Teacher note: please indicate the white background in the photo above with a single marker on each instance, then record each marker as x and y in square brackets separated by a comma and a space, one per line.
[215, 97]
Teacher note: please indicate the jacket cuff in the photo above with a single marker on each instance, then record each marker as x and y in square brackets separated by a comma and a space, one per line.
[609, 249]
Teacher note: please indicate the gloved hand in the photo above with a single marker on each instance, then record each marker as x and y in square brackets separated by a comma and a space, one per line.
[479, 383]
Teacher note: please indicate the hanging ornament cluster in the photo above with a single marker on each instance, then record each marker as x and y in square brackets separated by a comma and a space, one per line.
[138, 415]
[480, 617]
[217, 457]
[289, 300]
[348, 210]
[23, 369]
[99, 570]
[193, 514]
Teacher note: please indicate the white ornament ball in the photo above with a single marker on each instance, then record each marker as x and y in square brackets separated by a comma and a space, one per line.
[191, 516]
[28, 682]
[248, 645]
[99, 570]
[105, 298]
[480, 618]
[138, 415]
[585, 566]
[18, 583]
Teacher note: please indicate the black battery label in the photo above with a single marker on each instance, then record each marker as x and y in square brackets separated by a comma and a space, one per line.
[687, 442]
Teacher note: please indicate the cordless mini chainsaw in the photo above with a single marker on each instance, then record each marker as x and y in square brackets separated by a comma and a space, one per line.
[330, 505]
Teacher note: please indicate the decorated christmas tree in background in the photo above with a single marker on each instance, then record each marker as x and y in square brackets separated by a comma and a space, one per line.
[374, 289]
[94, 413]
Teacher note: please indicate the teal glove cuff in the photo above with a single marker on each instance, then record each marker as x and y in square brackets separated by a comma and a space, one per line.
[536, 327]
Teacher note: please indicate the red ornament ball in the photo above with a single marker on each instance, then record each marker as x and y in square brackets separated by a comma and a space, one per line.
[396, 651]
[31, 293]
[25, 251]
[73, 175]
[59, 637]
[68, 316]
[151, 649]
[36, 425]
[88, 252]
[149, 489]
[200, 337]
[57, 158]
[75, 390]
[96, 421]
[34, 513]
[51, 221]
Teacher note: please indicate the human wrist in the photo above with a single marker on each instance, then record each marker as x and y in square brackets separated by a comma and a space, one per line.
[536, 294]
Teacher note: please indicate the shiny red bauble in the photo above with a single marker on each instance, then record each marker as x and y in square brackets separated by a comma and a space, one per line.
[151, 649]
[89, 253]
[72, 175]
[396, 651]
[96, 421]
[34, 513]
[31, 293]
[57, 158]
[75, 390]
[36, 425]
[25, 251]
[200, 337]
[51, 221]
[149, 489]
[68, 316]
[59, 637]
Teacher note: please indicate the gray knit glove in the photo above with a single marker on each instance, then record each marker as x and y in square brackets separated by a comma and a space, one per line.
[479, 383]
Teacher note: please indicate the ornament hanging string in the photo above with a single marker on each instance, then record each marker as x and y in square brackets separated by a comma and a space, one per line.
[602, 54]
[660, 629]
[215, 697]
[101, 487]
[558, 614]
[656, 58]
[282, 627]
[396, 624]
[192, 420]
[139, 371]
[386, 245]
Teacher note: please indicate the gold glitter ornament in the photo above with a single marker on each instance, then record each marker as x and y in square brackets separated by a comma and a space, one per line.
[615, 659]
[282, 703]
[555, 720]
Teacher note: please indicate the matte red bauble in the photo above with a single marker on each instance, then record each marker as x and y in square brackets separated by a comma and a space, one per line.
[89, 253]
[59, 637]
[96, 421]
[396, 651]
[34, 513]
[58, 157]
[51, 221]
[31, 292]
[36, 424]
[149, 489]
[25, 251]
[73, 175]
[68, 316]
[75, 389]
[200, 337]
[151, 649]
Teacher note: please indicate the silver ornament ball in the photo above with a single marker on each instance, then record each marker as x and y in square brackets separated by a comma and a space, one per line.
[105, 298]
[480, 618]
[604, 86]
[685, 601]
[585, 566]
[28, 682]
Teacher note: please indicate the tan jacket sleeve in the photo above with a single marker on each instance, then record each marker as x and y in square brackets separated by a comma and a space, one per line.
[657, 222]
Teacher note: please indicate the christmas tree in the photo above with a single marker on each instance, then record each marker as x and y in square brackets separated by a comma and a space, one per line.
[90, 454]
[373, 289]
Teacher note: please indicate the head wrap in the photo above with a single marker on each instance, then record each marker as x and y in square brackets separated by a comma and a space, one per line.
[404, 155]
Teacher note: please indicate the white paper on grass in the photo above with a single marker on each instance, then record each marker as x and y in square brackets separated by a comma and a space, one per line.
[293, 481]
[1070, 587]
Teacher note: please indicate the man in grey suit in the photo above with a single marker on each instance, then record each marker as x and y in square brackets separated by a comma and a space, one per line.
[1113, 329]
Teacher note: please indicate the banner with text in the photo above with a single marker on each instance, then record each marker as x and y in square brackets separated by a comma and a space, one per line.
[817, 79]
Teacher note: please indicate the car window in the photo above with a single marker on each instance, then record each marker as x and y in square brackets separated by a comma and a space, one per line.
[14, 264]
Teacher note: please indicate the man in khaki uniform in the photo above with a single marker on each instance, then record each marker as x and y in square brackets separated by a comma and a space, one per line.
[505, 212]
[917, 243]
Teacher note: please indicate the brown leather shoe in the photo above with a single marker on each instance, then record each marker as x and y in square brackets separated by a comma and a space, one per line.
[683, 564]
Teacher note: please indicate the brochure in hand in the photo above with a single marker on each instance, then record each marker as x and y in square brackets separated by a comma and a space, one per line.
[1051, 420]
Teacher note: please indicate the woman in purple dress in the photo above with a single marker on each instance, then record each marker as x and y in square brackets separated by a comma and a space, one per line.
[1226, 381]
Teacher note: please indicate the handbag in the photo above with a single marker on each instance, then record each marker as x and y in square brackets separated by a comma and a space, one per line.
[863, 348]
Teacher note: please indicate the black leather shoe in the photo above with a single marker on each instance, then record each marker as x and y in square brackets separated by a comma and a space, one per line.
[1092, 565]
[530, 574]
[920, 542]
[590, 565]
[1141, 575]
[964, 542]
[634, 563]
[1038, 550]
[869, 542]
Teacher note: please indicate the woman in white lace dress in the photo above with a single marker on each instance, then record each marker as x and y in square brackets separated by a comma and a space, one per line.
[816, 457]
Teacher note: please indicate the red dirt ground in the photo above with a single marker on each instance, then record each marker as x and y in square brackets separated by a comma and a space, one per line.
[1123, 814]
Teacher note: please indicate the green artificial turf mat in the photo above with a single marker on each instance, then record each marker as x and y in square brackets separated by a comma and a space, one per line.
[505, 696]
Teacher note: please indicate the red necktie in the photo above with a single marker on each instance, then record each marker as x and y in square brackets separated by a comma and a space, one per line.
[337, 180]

• • •

- Brief: Quote all of the records above word for word, keeping them in their original order.

- Solution to this task:
Teacher note: please indicate the white background in the photo above with a single marker on each instance, then record each marker as x and y in square brackets separated by a comma and a space, one per line.
[215, 97]
Teacher note: please indicate the jacket cuff in the photo above with a single marker on each instance, then record each marker as x and y in square brackets separated by a comma and a space, one per line.
[609, 249]
Teacher note: please indicate the gloved hand in the photo above with a single marker on each instance, then record each marker as x and y in square brackets separated by a comma and a space, one per line.
[479, 383]
Teacher note: please indicate the hanging ornament cluster in the photo above with a single marker on each instance, then record each marker as x and y in square brackets separated by a comma and a space, one per line.
[138, 415]
[480, 617]
[217, 457]
[289, 300]
[348, 210]
[23, 369]
[99, 570]
[193, 514]
Teacher note: please indicate the white ornament ball in the photo above with a single marker on each instance, then record each marker as x and y in square brackets separated by a comma and a space, one per line.
[191, 516]
[28, 682]
[248, 645]
[99, 570]
[105, 298]
[480, 618]
[138, 415]
[585, 566]
[18, 583]
Teacher note: please indicate the black battery label in the photo above with a single marker on each instance, then record each marker as x and y in square brackets separated by a comma and a space, one per line.
[687, 442]
Teacher note: please indicate the cordless mini chainsaw in the photo above with a single marker on each instance, then record each marker as x and y in square brackets separated by a comma and a space, one per line.
[330, 505]
Teacher note: please indicate the decorated christmas tree in background in the photo above with a single marker on each instance, then record each marker as x and y in square brackets separated by a comma and a space, one per line.
[374, 289]
[94, 413]
Teacher note: please indicate the teal glove cuff in the photo above with a single marker on each instance, then record each marker as x and y in square brackets separated by a comma and a space, one per line.
[536, 327]
Teacher note: please indicate the red ornament ball in the photo above with a single marker on each instance, then record each marker as x and y in square brackets separated by a comma and a space, one per line.
[396, 651]
[31, 293]
[25, 251]
[73, 175]
[59, 637]
[68, 316]
[151, 649]
[36, 425]
[88, 252]
[149, 489]
[200, 337]
[57, 158]
[75, 390]
[96, 421]
[34, 513]
[51, 221]
Teacher note: please indicate the human wrist in the photo above with a single marker on each instance, then record each marker as x and y in square brackets separated by a comma and a space, one per line.
[536, 294]
Teacher note: please indicate the shiny red bauble in the photo above with a single marker on each instance, then record each marker as x and y in square brackets separated by a comma and a space, one per line.
[151, 649]
[89, 253]
[72, 175]
[396, 651]
[96, 421]
[34, 513]
[31, 293]
[57, 158]
[75, 390]
[36, 425]
[25, 251]
[200, 337]
[51, 221]
[149, 489]
[68, 316]
[59, 637]
Teacher note: please indicate the gray knit glove in the photo above with a single marker on each instance, then record each marker as x and y in square brackets separated by a comma and a space, one per line.
[479, 383]
Teacher note: please indicate the ornament hanging string in the photo above with a single marker on each instance, then record each marker as x and y in square brackets separated by a comma and a space, one per line.
[602, 54]
[660, 629]
[215, 697]
[101, 487]
[558, 614]
[656, 58]
[282, 627]
[396, 624]
[192, 420]
[139, 371]
[386, 245]
Teacher note: please indicate the gold glitter ornament in the photo above with a single marker on each instance, then record each marker as x and y in square brackets separated by a comma and a space, one per line.
[615, 659]
[282, 703]
[555, 720]
Teacher note: please indicate the matte red bauble in the photo above with a single marker on each instance, then record each marker as x and y in square brackets separated by a comma and a space, one per line.
[89, 253]
[59, 637]
[96, 421]
[396, 651]
[34, 513]
[58, 157]
[51, 221]
[31, 292]
[36, 424]
[149, 489]
[25, 251]
[73, 175]
[68, 316]
[75, 389]
[200, 337]
[151, 649]
Teacher note: please indicate the silver ornament ball in the photo above with a single marker on each instance, then record each marker as x and y in square brackets separated by a comma and a space, one per line.
[105, 298]
[480, 618]
[604, 86]
[685, 601]
[585, 566]
[28, 682]
Teacher note: please indicate the tan jacket sleeve in the photo above with a single marker on each instance, then record each marker as x and y in square brackets separated by a comma and a space, one per line.
[657, 222]
Teacher note: please indicate the christmas tree in the photo above with a single marker on each instance, then record each marker as x and y in square brackets separated by a comma and a space, one per line.
[90, 454]
[373, 289]
Teacher note: please indicate the head wrap in the photo above with a single marker on each instance, then record each marker as x and y in square brackets separated by a comma and a space, one per line.
[404, 155]
Teacher note: please indicate the white paper on grass in the photo above with a single marker on each instance, then record each marker as x and y in square brackets separated by a comma and a space, one per line.
[293, 481]
[1070, 587]
Teacher note: please indicate the man in grey suit in the photo above with a single marker on each instance, then record each marker as x and y in square brackets separated by a comma and a space, one per line.
[1113, 329]
Teacher note: please indicate the banner with text in the photo above with a single marker on each instance, then record each marker as x and y in square brackets separated by a comma and a space, one per line.
[817, 79]
Teacher note: please indicate the car window in the photo above with a single marker on each instance, then record each marker as x and y in square brackets separated by a comma and a space, one per line.
[14, 264]
Teacher note: please indicate the man in khaki uniform in the photo above with a single marker on each instance, then record each marker as x and y in square brackets separated by a comma and a space, one per line.
[505, 212]
[917, 243]
Teacher note: please indicate the brown leather shoe in the photo above with a single marker on each instance, then record each marker as x and y in square brackets separated by a comma and a space, one per line.
[683, 564]
Teacher note: please indicate the brochure in hand in the photo above with a single marker on each instance, then record each marker as x and y in square brackets separated by a comma and a space, one per line.
[1051, 420]
Teacher note: please indicate the woman in purple dress in the photo above with a single marker on each instance, then record each marker as x and y in square brackets separated by a comma and a space, one per line.
[1226, 381]
Teacher note: please indicate the handbag in the photo above with a single marker on each instance, then record each marker as x and y in square brackets separated by a comma and a space, one per line.
[863, 348]
Teacher note: please indicate the black leather shoe in the photo above with a single marker on each instance, then record each marker as x and y in square brackets separated by a comma and a space, one per line.
[1092, 565]
[530, 574]
[920, 542]
[590, 565]
[1141, 575]
[964, 542]
[634, 563]
[1038, 550]
[869, 542]
Teacher note: please indicate the woman in white lace dress in the photo above with a single marker on each instance, then record each marker as x and y in square brackets separated by a comma and a space, one per line.
[816, 457]
Teacher note: please indicate the red dirt ground in the photo above with a single marker on each instance, then record each marker as x and y in square brackets separated by a comma and a space, one per line.
[1123, 814]
Teacher note: please indicate the green artificial turf mat in the photo above with a single marker on each instance, then record each marker as x and y in square brackets separated by a comma and a space, one per line.
[505, 696]
Teacher note: please indicate the red necktie in the photo above with a single marker on each instance, then record each marker as x and y in square brackets separated by a comma and a space, one per line.
[337, 180]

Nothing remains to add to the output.